## COMPLETE THE FOLLOWING
• a. Retype the passage of the wet-waste composting article below, between "What is composting?Composting" and "is the space?", inclusive.
• b. In the wet-waste composting article below, how long does the natural process of composting take?

## TEXT UNDER STUDY
****************
By Monica Bisht- representative COP/resident Avalon CHS
From 2nd October’17, societies are required to segregate and compost wet waste within their compounds. This has become mandatory.
Why is the government taking such a step?
Disposal of garbage is a huge task which the municipality has not been able to manage. Landfills all around the city are working on optimal levels. All kinds of waste is collectively dumped thereby causing a medical tsunami. Around 6-700 gms of wet waste is generated per day by a family of 4. On decomposing it produces harmful methane gas, which is hazardous to environment. Experts have come up with a solution to segregate wet waste at source and recycle it into rich manure. We describe it at CSR- Citizen Social Responsibility
What is wet waste?
Leftovers of raw food or cooked food, veg or non-veg is categorised as wet waste. Peals, stems or seeds of fruits and vegetables, egg shells and meat bones are all bio-degradable. Cooked food minus curries is part of this list. These are to be collected together and used for composting.
What is composting?Composting is a process wherein bio-degradable material is put through a natural process of being shredded, tumbled and dried. The resultant is rich manure!
How to compost?There are many NGOs and social enterprises that are guiding citizens in this process. Various methods with or without machines are available. Natural process of composting takes 21 days. It is labour intensive and requires large space. But the manure is considered richest. Alternatively, automatic machines are available as per ones budget. They are as big as generators and compost is ready ranging from 1-7 days
Where is the space?
Societies struggling with parking space are at a loss to figure out space for composting. In future new societies will be given NOC if they have provided for composting, recycling water and rain water harvesting. The solution for built buildings is to compost collectively at a nearby space provided by BMC.
****************
Stored data entries
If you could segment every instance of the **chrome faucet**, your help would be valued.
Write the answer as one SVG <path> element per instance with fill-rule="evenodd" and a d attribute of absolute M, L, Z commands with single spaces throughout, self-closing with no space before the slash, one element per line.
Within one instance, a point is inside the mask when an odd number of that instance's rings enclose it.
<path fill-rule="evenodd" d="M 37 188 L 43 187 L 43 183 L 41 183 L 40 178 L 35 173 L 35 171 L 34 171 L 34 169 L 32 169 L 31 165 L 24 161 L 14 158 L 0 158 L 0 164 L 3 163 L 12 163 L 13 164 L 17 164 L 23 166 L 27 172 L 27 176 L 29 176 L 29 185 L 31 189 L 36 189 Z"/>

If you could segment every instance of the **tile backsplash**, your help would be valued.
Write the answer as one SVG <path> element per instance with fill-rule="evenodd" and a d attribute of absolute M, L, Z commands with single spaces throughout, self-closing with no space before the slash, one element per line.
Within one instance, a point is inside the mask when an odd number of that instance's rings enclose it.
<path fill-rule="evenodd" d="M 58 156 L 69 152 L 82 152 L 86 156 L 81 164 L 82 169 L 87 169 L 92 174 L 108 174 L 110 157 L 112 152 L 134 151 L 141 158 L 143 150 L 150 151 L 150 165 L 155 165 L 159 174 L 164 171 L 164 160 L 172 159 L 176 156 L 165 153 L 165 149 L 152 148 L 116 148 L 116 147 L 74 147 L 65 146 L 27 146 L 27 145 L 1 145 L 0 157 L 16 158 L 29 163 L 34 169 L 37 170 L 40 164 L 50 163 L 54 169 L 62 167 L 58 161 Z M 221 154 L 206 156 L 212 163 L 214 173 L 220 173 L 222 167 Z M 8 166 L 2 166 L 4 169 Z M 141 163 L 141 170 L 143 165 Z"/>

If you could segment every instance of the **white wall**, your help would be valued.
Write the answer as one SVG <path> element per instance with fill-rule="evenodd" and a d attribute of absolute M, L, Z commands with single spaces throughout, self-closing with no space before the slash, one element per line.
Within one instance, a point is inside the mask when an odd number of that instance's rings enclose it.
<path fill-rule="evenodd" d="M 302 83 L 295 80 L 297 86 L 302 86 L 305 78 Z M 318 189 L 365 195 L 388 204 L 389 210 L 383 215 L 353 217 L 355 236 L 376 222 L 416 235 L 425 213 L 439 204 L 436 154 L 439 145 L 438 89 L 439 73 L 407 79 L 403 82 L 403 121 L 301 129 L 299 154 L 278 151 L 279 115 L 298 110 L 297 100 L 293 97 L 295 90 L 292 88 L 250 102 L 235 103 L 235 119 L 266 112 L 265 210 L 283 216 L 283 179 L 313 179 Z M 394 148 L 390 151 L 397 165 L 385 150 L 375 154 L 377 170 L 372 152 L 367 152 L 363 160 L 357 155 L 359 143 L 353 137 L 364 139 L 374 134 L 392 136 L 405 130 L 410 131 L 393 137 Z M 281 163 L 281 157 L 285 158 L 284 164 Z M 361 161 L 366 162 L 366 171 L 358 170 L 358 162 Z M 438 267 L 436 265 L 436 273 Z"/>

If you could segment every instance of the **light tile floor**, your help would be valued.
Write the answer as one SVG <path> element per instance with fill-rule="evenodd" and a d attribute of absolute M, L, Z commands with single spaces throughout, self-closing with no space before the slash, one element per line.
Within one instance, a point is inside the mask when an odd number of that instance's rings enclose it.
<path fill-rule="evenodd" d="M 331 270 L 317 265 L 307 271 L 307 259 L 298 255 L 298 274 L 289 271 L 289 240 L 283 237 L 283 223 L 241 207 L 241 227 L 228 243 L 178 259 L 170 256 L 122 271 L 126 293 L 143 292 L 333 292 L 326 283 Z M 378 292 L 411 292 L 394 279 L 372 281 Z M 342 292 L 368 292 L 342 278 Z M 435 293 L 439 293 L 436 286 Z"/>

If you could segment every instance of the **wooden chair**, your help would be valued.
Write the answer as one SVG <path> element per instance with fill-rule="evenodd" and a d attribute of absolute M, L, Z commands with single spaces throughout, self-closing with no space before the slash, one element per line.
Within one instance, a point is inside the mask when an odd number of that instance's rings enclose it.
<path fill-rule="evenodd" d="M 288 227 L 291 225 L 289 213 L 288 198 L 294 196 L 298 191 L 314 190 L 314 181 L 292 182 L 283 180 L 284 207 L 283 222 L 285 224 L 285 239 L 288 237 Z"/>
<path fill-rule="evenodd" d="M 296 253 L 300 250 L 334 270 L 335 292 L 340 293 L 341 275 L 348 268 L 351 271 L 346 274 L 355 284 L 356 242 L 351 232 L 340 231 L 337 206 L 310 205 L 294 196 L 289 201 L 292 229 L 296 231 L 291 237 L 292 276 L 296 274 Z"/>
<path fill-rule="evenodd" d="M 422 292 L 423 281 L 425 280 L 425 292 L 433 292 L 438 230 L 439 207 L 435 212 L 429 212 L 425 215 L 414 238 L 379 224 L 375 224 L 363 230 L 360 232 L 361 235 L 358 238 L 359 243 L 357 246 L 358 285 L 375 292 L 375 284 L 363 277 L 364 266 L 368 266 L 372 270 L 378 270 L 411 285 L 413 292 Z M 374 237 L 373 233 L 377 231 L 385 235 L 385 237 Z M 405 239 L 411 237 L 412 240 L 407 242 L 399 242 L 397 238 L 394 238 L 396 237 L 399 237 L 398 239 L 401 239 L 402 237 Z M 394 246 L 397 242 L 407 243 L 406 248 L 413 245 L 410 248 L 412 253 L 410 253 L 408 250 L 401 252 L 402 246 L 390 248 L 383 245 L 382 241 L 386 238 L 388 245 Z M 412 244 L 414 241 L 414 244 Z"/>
****************
## TASK RESPONSES
• a.
What is composting?Composting is a process wherein bio-degradable material is put through a natural process of being shredded, tumbled and dried. The resultant is rich manure!
How to compost?There are many NGOs and social enterprises that are guiding citizens in this process. Various methods with or without machines are available. Natural process of composting takes 21 days. It is labour intensive and requires large space. But the manure is considered richest. Alternatively, automatic machines are available as per ones budget. They are as big as generators and compost is ready ranging from 1-7 days
Where is the space?

• b. 21 days.